## Data under study
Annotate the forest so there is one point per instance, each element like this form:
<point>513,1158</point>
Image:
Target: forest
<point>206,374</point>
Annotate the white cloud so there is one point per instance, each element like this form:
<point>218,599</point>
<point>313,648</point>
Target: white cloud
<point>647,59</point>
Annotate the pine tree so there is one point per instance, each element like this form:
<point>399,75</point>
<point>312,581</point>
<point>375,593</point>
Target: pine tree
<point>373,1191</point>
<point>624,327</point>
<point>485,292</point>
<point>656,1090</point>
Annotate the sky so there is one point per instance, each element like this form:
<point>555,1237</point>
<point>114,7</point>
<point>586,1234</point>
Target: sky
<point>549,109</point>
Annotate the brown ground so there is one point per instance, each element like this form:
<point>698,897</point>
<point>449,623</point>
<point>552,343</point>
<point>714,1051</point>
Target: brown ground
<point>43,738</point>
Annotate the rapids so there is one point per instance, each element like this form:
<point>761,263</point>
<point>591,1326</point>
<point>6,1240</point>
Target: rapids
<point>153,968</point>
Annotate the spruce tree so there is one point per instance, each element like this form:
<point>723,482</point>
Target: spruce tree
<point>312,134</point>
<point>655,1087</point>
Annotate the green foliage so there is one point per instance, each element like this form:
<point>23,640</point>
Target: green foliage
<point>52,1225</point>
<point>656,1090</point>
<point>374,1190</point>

## Aim of the task
Give back every line above, unchanged.

## Reply to the exercise
Annotate the forest so there is one point per instance, each element like this form:
<point>513,1158</point>
Image:
Target: forest
<point>206,374</point>
Annotate the white cloud so there is one point per instance, each element like this form:
<point>218,599</point>
<point>313,648</point>
Target: white cloud
<point>647,59</point>
Annotate the pine tree so there is one point per instance, each element like this form:
<point>399,75</point>
<point>312,581</point>
<point>375,593</point>
Target: pine tree
<point>373,1191</point>
<point>624,327</point>
<point>485,292</point>
<point>656,1090</point>
Annotate the sky so there is one point per instance, each element like this form:
<point>555,1237</point>
<point>114,7</point>
<point>586,1234</point>
Target: sky
<point>549,109</point>
Annotate the brown ground so there is one point per instance, each element like this form:
<point>698,897</point>
<point>449,623</point>
<point>552,343</point>
<point>714,1051</point>
Target: brown ground
<point>43,738</point>
Annotate the rapids so there is one point per instance, each element like this form:
<point>761,263</point>
<point>591,1326</point>
<point>6,1240</point>
Target: rapids
<point>153,968</point>
Annotate the spruce tree so there is one point per instance, each element like this form:
<point>723,482</point>
Target: spruce tree
<point>312,134</point>
<point>655,1087</point>
Annotate the green foliage so there is one point per instance, each element like this form:
<point>23,640</point>
Target: green foliage
<point>52,1225</point>
<point>656,1090</point>
<point>374,1190</point>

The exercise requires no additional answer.